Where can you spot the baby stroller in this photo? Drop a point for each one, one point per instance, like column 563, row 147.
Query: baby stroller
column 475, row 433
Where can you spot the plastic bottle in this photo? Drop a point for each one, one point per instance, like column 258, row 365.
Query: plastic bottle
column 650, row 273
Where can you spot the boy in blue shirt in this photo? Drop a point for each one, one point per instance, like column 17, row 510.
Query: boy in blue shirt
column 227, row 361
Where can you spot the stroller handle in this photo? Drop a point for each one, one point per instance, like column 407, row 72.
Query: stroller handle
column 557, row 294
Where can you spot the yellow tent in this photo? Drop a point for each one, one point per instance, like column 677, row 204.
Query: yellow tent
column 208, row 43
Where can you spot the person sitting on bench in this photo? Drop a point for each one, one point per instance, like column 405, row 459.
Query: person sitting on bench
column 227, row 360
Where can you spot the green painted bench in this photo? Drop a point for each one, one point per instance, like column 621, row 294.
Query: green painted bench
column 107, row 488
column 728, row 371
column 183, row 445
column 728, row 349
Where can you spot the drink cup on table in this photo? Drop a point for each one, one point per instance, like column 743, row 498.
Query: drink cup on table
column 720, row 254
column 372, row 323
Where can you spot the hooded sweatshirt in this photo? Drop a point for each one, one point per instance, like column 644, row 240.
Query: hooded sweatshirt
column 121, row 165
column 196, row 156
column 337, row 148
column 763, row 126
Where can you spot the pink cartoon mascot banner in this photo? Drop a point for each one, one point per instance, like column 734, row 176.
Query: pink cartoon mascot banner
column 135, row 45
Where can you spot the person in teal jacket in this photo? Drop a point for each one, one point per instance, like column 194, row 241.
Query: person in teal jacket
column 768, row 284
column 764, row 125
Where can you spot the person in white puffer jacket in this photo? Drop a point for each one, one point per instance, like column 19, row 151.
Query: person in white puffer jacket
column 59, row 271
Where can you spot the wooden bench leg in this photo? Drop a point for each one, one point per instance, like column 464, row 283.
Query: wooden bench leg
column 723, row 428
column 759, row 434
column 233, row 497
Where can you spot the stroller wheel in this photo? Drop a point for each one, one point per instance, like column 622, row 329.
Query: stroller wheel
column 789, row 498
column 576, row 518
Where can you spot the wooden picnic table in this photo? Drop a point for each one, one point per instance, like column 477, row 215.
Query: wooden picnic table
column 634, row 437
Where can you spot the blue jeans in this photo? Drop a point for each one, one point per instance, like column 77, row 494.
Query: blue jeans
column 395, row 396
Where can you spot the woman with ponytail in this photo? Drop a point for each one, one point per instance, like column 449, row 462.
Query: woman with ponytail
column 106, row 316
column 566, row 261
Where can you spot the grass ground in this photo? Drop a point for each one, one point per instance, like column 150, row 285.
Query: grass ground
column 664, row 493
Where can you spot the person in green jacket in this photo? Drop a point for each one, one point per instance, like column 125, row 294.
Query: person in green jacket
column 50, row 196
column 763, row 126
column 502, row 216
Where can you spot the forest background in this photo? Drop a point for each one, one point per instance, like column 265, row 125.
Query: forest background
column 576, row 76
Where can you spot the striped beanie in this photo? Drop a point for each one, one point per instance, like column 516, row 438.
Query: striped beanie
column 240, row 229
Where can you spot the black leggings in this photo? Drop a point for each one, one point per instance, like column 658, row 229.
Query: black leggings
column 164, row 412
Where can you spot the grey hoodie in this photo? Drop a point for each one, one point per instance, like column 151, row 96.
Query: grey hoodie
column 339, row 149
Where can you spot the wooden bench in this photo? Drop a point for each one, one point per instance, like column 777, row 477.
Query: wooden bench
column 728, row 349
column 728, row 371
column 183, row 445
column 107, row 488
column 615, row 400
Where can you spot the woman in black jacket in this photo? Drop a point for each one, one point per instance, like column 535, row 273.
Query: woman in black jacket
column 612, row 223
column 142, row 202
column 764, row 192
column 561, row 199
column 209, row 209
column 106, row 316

⁂

Recopy the whole listing exactly.

Where can you spot the baby stroller in this photo? Drop a point for each one, one point per instance, like column 563, row 147.
Query: baby stroller
column 475, row 433
Where can you spot the plastic bottle in this photo? Drop a point for each one, one point per instance, like column 258, row 365.
Query: plastic bottle
column 650, row 273
Where can you spot the boy in blue shirt in this photo? Drop a point for each one, one point per instance, like column 17, row 510.
Query: boy in blue shirt
column 227, row 361
Where can you spot the stroller handle in this photo? Drop a point for each one, one point per instance, like column 407, row 72.
Query: stroller handle
column 557, row 294
Where can you spot the yellow tent in this photo? Drop a point for each one, one point per instance, like column 677, row 204.
Query: yellow tent
column 208, row 43
Where can you spot the person sitting on bench in this photo? Drop a point for each one, one point per instance, like column 405, row 459.
Query: person sitting on bench
column 227, row 360
Where can you spot the green painted bench in this photo? Drop a point for each one, one point per instance, like column 621, row 294.
Query: green painted bench
column 107, row 488
column 728, row 371
column 183, row 445
column 728, row 349
Where can you spot the drink cup on table in this photo? Drop a point for each one, one point per instance, like column 743, row 498.
Query: drink cup on table
column 720, row 254
column 372, row 323
Where can you spot the hooded sweatshirt in this photo? Drop a point for each one, one point per instance, like column 644, row 240.
Query: hooded sweatshirt
column 121, row 165
column 196, row 156
column 337, row 148
column 763, row 126
Where can you spot the pink cartoon mascot banner in this photo? Drop a point for each one, one point per instance, like column 734, row 176.
Query: pink cartoon mascot banner
column 135, row 45
Where can you spot the person in teal jacket in this photo? Drop a point for each one, one point per instance, like column 194, row 241.
Query: person in teal jacket
column 768, row 284
column 764, row 125
Where can you spot the person in white puffer jacket in this photo? Drop a point for each one, one point per instance, like column 19, row 151.
Query: person in white puffer jacket
column 59, row 271
Where can you spot the wooden bench leg in this photo? Drop a point for each one, one point per instance, like column 464, row 283.
Query: wooden bench leg
column 723, row 428
column 759, row 434
column 233, row 497
Where can you spot the stroller wheel in this photo? Drop a point for each one, one point per instance, like column 622, row 329.
Query: stroller wheel
column 789, row 498
column 576, row 518
Where can you spot the wooden picnic table in this photo? Drop a point for each one, one point per instance, like column 477, row 215.
Query: wooden picnic table
column 634, row 437
Where can you spot the blue jeans in this photo? Drop a point for each one, one point per instance, like column 77, row 494.
Query: blue jeans
column 395, row 396
Where can you spot the woman with ponytail in this photo? Drop a point for each one, one point per instance, like column 449, row 462.
Query: woman with ponytail
column 106, row 316
column 566, row 261
Where can you spot the grass ground in this photo? Drop a point for each one, one point per instance, like column 150, row 285.
Query: grass ground
column 664, row 493
Where can you spot the person in green jacket in this photo? Drop a point for each one, one point per instance, like column 125, row 294.
Query: person in green jacket
column 50, row 196
column 763, row 126
column 502, row 216
Where can you spot the forest background in this photo? Drop a point for each one, one point per instance, like column 265, row 125.
Query: forest background
column 576, row 76
Where can you spot the striped beanie in this photo? Drop a point for each one, one point per instance, like column 516, row 438.
Query: striped beanie
column 240, row 229
Where can you spot the black leggings in this photo? Drop a point for each one, one point per instance, like column 658, row 229.
Query: black leggings
column 164, row 412
Where can you spot the grey hoodie in this photo? Drop a point for each one, one point per instance, like column 151, row 96.
Query: grey hoodie
column 339, row 149
Where can you spot the wooden bench in this photo? Drop a point for each one, one point per instance, like column 777, row 477.
Query: wooden bench
column 728, row 349
column 728, row 371
column 183, row 445
column 107, row 488
column 615, row 400
Where can you spot the woman in black jacket in this photo? Drop a point for each one, one point per instance, like column 535, row 273.
Query: woman in black jacket
column 612, row 223
column 142, row 202
column 764, row 192
column 561, row 199
column 209, row 209
column 106, row 316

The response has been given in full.